» SET TASK 1: Translate this sentence from the mystery shopping standards into Spanish: "The validity of any study depends on the design and execution of the scenarios used."

» EXCERPTED PASSAGE:
---

These Standards should be read in conjunction with the MSPA Ethics Code and be applied in relation to the relevant National laws and regulations of the country of operation. The main aim of these Standards is to promote professionalism in the conduct of mystery shopping, to ensure quality for customers and consistency amongst MSPA members.


All MSPA Standards are mandatory, binding on members and any sub-contractors employed or used by members, where the Standards indicate that actions or procedures shall or must be adhered to by members. Breaches of these conditions will be treated as breaches of the Ethics Code and may be subject to disciplinary action, including potential exclusion from membership of the MSPA Europe, as stated in the Ethics Code.

Advisable - these are the recommendations within the Standards that illustrate how members should behave. They are specified and distinguished as such.


For more information about the Standards, please contact a member of the MSPA Europe Board.


Definition of Mystery Shopping

Mystery shopping can be defined as:

The use of individuals trained/briefed to experience and measure any customer service process, by acting as potential customers / actual customers and in some way reporting back on their experiences in a detailed and objective way.

Mystery Shopping is above all a tool to assess the quality of service, organisation and management, rather than a market research technique. Mystery shopping generally reviews how staff perform against pre-determined standards during an interaction where the staff are engaged.



Ethical Principles

The objective of a mystery shopping project should be to provide management information on processes and/or quality of service in order to aid retraining plans, improvements in service and hence increase customer satisfaction, advocacy and loyalty. Such projects must not be used as a reason for dismissals and reprimands.

Any agency undertaking such work must ensure that their client is aware of the provisions made in these Standards and get agreement that both parties accept them as the basis for the project.

Advisory - Therefore it is recommended that the Standards be attached to proposals and contracts, or provided via a link to the corresponding section of the MSPA Europe website.

All work must be conducted within the law (social, tax, data protection etc) of the country where the fieldwork is being conducted, wherever the country of origin of the agency is. (See ‘Legal Issues’ section).




Technical Principles

Scope:
There is no universal requirement with mystery shopping to have a minimum sample size that is representative of the entire population. In this respect Mystery Shopping differs from Market Research where a more formal requirement to create a truly representative sample exists.

Mystery Shopping results reflect client objective experiences. Therefore the scope must particularly reflect variety of conditions of client experiences, but might not be strictly representative of the universe.

Advisory - To provide a wider picture of the customer experience, a clients estate should be mystery shopped multiple times. If possible, mystery shops should be conducted at different times of the day and/or week to ensure coverage of different trading conditions. In addition samples should take into consideration geographic location and population and location size and formats.

The validity of any study depends on the design and execution of the scenarios used. These should be:
relevant
credible
ethical
practical
safe for the mystery shoppers
and objective.

---

» SET TASK 2: From the records below, pick out and copy every line that contains the word "asphalt".

(Point marking records)

---

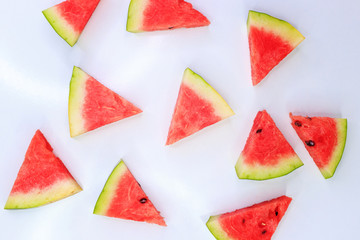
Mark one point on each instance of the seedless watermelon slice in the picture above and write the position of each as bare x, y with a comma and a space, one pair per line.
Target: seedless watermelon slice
152, 15
92, 105
122, 197
42, 178
70, 17
266, 154
324, 138
198, 106
270, 41
257, 222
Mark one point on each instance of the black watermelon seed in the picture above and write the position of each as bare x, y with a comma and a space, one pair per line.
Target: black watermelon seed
310, 143
298, 123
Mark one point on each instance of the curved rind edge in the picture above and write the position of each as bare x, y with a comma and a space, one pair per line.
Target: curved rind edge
61, 27
135, 16
339, 150
76, 99
106, 195
38, 197
216, 230
284, 167
207, 92
278, 26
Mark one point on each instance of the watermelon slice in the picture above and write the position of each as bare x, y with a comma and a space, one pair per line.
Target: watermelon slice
266, 154
257, 222
122, 197
324, 138
92, 105
153, 15
270, 41
70, 17
42, 178
198, 106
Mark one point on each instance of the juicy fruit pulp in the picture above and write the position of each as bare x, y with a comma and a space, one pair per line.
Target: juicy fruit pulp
198, 106
70, 17
153, 15
92, 105
270, 41
42, 178
257, 222
324, 139
266, 154
122, 197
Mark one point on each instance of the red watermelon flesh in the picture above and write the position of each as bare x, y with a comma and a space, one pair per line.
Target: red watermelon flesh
257, 222
70, 17
92, 105
123, 197
324, 139
42, 178
266, 154
270, 41
198, 106
152, 15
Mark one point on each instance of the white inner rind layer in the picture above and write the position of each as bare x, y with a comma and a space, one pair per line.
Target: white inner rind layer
206, 92
109, 190
76, 101
341, 125
215, 228
37, 197
61, 26
136, 15
262, 172
277, 26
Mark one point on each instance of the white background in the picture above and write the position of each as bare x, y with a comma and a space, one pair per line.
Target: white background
194, 178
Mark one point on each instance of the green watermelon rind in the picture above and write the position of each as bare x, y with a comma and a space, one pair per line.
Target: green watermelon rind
38, 197
329, 171
257, 172
60, 25
215, 228
279, 27
207, 92
107, 194
135, 16
76, 99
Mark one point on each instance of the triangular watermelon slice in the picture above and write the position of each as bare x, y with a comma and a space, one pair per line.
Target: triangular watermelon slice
92, 105
70, 17
270, 40
266, 154
324, 138
257, 222
198, 106
42, 178
123, 197
153, 15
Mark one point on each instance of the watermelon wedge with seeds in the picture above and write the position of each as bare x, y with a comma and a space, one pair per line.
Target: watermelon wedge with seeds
266, 154
123, 197
198, 106
257, 222
324, 138
153, 15
270, 41
92, 105
70, 17
42, 178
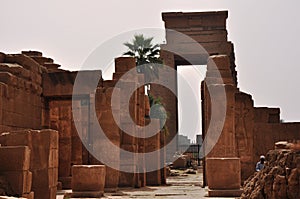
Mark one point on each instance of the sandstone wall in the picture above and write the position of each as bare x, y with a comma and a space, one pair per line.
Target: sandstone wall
43, 163
21, 88
280, 178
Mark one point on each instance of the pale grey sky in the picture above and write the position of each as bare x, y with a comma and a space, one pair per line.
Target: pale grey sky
265, 34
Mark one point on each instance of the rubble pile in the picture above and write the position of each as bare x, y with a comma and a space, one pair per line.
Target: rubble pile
280, 177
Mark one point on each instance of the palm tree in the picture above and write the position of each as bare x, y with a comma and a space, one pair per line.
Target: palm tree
147, 56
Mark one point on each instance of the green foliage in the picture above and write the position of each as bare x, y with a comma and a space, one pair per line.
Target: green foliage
147, 56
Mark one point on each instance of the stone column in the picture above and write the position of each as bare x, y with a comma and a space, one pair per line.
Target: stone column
222, 164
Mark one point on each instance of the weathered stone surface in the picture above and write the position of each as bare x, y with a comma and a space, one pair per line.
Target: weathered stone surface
124, 64
279, 178
223, 173
32, 53
14, 158
20, 181
2, 57
88, 178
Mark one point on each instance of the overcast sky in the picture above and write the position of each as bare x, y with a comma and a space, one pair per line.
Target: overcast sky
266, 36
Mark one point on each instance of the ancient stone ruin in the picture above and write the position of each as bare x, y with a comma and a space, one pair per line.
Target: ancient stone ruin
281, 176
36, 94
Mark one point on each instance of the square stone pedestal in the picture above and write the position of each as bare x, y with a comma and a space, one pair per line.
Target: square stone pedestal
223, 177
88, 180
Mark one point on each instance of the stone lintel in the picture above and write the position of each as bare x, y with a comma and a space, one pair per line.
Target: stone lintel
225, 193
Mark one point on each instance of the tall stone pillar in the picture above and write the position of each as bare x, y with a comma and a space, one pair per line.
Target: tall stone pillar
222, 164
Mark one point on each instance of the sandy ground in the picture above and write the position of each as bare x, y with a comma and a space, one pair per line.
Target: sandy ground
185, 186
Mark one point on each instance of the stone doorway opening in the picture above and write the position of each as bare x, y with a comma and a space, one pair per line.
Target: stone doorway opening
189, 78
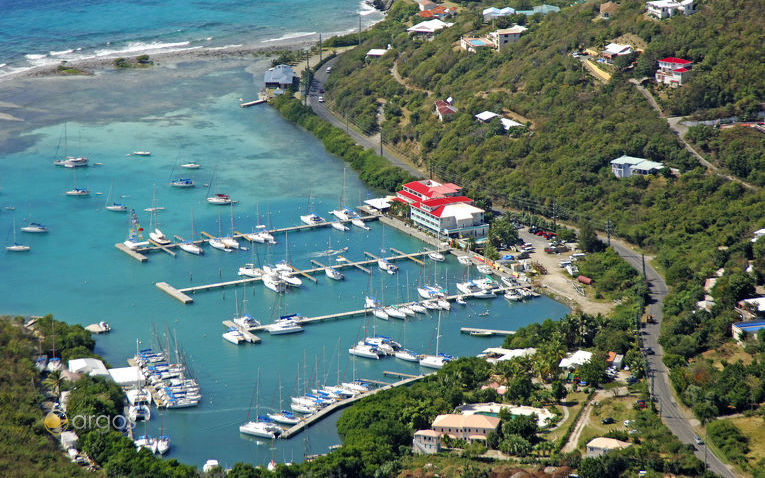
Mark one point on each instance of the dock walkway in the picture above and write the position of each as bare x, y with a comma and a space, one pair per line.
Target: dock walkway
326, 411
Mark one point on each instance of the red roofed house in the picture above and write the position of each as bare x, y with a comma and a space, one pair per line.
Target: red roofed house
673, 71
445, 110
441, 209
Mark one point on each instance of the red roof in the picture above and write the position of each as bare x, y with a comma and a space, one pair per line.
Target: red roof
679, 61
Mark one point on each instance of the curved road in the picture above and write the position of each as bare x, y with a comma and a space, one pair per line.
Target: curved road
670, 412
369, 142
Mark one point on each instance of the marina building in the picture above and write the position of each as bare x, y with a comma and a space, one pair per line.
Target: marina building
440, 208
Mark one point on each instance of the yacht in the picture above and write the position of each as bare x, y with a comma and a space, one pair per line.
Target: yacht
333, 273
159, 237
362, 349
386, 266
262, 427
34, 227
234, 335
250, 270
182, 183
217, 243
285, 325
220, 199
284, 417
312, 219
436, 256
274, 282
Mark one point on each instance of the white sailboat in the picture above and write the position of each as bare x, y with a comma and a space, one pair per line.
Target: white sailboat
16, 247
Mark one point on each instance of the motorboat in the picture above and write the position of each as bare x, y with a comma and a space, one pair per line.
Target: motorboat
250, 270
312, 219
386, 266
163, 444
220, 199
234, 335
436, 256
182, 183
78, 192
191, 248
275, 283
285, 325
361, 349
358, 222
407, 355
263, 427
285, 417
394, 312
34, 227
116, 207
333, 273
159, 237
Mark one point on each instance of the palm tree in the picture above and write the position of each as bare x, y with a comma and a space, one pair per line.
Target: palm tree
53, 381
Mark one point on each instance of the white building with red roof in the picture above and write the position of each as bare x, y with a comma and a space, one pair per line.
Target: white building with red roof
441, 209
673, 71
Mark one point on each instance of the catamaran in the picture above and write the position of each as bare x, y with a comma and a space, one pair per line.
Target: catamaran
16, 247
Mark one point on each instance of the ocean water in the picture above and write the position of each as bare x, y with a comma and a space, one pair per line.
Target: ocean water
39, 32
190, 111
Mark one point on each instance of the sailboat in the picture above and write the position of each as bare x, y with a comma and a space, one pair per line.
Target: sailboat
262, 426
189, 246
16, 247
437, 360
218, 199
135, 236
69, 161
114, 206
77, 192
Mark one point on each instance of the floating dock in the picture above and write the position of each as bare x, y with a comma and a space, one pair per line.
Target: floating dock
326, 411
485, 332
249, 336
173, 292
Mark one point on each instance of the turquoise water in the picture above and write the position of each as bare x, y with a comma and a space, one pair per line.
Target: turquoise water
38, 32
191, 113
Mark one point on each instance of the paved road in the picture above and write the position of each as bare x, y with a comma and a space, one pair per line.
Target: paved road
370, 142
670, 412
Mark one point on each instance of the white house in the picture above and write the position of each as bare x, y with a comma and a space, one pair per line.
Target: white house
602, 445
673, 71
503, 36
428, 28
667, 8
280, 76
625, 166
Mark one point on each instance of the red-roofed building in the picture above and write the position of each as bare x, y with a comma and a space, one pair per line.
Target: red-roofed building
673, 71
441, 209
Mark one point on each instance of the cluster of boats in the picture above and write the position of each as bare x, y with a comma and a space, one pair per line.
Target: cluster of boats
171, 382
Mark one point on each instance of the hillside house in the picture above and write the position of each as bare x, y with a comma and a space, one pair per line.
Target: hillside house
428, 28
667, 8
673, 71
625, 166
504, 36
602, 445
607, 9
439, 208
280, 76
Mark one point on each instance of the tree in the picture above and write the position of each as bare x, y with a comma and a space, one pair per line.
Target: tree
588, 240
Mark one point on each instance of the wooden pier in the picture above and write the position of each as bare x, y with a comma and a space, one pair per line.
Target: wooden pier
173, 292
135, 255
326, 411
487, 332
249, 336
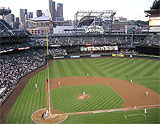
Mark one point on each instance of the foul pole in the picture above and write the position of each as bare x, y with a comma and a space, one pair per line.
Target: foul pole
49, 99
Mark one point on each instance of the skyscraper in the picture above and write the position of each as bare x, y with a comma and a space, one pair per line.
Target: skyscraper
59, 10
39, 13
22, 18
9, 19
30, 15
52, 9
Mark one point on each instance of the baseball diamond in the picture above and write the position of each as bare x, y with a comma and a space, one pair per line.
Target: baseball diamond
109, 91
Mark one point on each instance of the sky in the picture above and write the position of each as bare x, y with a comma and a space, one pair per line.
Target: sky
130, 9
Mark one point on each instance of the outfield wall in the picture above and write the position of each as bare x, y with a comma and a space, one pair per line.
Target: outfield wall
50, 57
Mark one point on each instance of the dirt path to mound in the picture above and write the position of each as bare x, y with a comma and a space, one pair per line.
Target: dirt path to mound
134, 94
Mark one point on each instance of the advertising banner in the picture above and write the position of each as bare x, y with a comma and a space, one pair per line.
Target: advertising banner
98, 48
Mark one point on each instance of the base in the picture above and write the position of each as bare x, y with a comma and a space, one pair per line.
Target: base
55, 117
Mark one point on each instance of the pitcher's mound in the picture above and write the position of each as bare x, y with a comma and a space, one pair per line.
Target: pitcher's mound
86, 96
54, 118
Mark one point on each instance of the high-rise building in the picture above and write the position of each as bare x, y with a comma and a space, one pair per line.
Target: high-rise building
52, 9
30, 15
16, 23
9, 19
39, 13
59, 10
22, 18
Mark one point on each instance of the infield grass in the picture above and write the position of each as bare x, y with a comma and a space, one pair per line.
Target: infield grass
144, 72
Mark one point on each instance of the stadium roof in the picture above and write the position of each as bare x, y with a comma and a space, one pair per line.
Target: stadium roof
42, 18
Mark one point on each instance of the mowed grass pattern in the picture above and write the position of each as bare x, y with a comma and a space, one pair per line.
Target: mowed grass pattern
102, 97
144, 72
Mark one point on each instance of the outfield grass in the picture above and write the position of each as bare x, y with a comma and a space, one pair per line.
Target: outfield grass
102, 97
144, 72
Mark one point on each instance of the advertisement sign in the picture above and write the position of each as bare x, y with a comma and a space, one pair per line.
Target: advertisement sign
74, 56
23, 48
95, 55
58, 57
118, 55
98, 48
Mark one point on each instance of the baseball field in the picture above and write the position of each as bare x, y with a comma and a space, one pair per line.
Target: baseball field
142, 72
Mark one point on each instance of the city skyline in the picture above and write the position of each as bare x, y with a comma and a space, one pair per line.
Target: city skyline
130, 9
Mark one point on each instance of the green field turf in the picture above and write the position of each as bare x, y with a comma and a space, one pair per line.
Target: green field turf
102, 97
144, 72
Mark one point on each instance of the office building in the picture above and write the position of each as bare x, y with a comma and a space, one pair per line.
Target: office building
59, 10
39, 13
52, 9
30, 15
22, 18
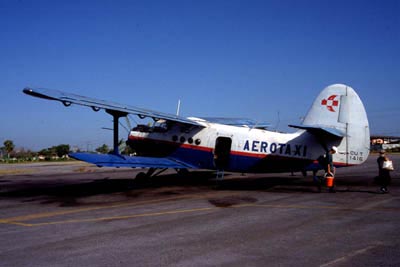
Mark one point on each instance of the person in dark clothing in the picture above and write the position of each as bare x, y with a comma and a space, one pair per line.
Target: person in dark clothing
384, 174
326, 161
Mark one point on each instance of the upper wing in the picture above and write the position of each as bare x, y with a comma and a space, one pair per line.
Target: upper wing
67, 99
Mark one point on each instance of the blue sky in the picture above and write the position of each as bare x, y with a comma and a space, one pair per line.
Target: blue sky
254, 59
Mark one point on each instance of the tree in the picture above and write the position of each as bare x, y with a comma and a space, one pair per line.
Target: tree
9, 147
62, 150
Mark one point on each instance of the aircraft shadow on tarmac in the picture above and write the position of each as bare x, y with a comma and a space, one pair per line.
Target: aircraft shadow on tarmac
67, 193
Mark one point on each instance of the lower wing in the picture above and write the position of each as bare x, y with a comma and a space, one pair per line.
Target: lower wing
111, 160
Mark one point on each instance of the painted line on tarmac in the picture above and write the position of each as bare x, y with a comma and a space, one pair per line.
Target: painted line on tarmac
122, 217
35, 216
22, 220
351, 255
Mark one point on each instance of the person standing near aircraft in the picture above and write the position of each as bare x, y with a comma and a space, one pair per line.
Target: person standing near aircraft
326, 161
384, 174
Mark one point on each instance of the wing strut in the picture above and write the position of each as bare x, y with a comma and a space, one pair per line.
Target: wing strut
116, 115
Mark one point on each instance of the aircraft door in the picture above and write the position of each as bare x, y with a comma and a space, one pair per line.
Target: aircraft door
222, 152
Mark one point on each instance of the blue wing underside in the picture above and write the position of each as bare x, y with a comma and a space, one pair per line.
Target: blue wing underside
111, 160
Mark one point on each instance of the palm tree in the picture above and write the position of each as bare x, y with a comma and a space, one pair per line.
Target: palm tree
9, 147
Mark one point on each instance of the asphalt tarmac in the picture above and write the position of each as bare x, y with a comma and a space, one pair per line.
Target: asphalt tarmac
76, 215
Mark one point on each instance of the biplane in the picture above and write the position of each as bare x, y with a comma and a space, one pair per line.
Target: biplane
337, 117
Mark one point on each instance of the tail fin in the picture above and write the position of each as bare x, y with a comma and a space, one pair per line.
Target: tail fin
337, 117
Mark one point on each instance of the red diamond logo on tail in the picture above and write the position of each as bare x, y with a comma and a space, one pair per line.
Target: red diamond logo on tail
330, 103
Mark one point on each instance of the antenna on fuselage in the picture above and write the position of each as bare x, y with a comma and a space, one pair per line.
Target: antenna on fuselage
278, 121
178, 107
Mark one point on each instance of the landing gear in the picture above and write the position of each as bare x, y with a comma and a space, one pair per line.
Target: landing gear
145, 177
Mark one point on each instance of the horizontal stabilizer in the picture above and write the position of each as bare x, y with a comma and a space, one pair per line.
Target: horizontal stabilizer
318, 129
112, 160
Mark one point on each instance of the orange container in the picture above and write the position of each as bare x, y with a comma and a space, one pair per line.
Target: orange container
329, 181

---

» RESULT 1: La validez de cualquier estudio depende del diseño y la ejecución de los escenarios utilizados.

» RESULT 2:
Mark one point on each instance of the asphalt tarmac in the picture above and write the position of each as bare x, y with a comma and a space, one pair per line.
Target: asphalt tarmac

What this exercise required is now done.